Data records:

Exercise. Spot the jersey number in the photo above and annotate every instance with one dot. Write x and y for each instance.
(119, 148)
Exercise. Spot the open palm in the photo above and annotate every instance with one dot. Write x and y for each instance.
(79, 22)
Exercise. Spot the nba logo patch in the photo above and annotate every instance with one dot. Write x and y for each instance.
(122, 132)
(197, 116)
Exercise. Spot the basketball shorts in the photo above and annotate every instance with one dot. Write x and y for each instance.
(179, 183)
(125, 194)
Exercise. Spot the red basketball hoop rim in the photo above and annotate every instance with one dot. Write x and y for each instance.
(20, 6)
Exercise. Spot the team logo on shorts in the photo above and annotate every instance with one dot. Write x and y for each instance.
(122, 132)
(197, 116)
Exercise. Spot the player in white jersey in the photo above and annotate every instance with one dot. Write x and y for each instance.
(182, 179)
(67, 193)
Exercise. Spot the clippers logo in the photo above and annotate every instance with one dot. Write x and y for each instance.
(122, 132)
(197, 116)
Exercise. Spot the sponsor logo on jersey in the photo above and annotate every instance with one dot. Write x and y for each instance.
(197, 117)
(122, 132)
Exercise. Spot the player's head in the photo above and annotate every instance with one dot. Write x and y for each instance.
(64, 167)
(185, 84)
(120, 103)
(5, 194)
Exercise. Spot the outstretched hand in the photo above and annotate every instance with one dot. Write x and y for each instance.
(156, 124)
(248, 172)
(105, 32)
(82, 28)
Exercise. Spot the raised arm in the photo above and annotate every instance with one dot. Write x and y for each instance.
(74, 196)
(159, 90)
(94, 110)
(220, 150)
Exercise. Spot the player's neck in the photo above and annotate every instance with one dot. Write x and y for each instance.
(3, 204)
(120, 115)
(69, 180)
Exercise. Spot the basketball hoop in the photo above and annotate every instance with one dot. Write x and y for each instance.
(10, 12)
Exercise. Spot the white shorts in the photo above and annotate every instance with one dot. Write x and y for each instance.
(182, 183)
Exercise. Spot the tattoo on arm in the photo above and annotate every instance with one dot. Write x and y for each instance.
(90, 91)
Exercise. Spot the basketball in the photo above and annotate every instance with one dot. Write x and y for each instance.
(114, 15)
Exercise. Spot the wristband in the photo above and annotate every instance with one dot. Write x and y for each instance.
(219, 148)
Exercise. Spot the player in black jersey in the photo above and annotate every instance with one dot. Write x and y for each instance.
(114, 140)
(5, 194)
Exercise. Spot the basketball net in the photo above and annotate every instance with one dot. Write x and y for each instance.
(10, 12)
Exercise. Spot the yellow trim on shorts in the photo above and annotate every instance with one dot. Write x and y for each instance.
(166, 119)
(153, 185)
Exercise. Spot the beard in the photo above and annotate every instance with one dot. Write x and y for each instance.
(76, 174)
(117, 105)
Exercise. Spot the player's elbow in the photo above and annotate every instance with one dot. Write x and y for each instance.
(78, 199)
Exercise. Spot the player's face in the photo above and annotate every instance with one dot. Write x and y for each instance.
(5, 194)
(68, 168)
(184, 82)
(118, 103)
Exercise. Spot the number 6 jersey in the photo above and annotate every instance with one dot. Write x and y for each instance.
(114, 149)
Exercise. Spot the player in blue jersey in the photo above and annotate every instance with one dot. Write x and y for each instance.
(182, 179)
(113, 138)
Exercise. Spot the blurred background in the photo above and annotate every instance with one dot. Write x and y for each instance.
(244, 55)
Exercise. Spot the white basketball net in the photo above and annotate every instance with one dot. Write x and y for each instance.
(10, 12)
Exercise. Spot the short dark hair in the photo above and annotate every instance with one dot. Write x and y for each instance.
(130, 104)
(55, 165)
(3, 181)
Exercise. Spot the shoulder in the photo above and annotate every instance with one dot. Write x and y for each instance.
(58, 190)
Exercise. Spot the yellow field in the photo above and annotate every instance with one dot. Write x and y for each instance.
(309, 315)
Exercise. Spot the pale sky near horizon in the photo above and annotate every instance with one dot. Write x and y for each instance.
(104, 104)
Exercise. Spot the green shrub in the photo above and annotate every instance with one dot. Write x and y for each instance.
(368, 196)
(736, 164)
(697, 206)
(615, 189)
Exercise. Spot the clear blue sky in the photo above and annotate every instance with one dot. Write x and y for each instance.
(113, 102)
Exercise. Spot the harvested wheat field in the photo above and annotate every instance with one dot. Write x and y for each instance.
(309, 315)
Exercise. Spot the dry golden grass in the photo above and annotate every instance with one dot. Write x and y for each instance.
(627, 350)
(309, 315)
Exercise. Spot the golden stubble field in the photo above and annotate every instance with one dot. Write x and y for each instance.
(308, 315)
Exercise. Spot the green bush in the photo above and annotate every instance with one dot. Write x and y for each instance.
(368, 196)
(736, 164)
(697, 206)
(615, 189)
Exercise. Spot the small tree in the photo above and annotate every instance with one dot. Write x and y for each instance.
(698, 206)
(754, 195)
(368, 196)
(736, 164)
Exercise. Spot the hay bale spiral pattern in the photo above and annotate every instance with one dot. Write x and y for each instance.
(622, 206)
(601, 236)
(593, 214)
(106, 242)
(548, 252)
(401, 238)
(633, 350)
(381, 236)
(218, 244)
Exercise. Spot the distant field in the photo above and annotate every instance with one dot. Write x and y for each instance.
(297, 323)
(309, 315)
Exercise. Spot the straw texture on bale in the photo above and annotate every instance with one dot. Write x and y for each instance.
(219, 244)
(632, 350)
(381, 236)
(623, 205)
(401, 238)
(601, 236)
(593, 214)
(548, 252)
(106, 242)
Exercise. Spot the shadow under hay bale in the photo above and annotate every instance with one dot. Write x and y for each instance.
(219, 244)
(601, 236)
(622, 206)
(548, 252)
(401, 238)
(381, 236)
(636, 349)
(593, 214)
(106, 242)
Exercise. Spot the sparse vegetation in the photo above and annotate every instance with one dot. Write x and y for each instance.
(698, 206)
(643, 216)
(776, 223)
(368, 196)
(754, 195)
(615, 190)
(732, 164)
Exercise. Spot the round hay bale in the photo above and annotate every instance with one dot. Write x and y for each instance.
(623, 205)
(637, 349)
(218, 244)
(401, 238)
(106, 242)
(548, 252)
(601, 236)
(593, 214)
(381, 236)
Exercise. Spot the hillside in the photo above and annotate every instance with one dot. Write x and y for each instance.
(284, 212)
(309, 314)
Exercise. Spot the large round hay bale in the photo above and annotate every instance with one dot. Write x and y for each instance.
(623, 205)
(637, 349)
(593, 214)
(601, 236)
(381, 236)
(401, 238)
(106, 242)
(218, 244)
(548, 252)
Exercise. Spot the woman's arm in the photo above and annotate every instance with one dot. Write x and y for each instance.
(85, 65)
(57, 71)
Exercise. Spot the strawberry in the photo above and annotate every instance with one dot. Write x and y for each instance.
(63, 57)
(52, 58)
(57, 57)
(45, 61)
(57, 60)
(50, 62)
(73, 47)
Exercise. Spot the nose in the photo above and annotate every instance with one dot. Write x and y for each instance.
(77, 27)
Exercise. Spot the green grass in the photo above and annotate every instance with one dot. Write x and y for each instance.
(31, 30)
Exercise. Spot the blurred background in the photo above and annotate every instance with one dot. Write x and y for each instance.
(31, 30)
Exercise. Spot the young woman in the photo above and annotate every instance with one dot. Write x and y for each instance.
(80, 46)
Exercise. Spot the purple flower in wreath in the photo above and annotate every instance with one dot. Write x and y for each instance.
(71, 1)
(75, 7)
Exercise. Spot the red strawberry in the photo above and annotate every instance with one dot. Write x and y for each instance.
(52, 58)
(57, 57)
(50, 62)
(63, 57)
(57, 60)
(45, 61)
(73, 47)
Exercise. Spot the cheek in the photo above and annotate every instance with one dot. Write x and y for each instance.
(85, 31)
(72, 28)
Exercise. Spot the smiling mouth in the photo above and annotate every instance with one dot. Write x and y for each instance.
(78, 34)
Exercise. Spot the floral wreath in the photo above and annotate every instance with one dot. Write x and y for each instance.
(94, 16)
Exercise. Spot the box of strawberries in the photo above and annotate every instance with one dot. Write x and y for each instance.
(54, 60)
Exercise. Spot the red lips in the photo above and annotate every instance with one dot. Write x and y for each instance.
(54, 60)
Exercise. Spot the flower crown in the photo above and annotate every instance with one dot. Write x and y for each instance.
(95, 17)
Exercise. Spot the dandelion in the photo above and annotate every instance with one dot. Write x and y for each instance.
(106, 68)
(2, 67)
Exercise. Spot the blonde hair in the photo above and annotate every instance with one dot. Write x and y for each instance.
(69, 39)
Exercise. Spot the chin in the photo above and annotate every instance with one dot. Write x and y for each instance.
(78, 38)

Task goal: Rewrite the lines starting with the one that contains "Exercise. Spot the red lips" and going on through the last of the records, keeping every request unchanged and multiplying each x and y coordinate in the answers by 1.75, rounded to the nearest whole number with halves rounded up. Give only those lines.

Solution to this exercise:
Exercise. Spot the red lips in the photo above and annotate every instance with one dot. Write x and y for each instance.
(95, 105)
Exercise. Spot the flower crown in the photo above and annotate every instance with one dot. Write x and y for each instance.
(166, 30)
Exercise. Spot the dandelion in the photo above and annotate every instance with one dot. Write x and y for each instance.
(186, 119)
(4, 117)
Exercise. Spot the blonde hair in the photo above and annotate every instance with one dot. Write x and y for each instance.
(121, 68)
Exercise. Spot the chin in the photo above and annotate every instance with one dot. Write x and y for each instance.
(137, 67)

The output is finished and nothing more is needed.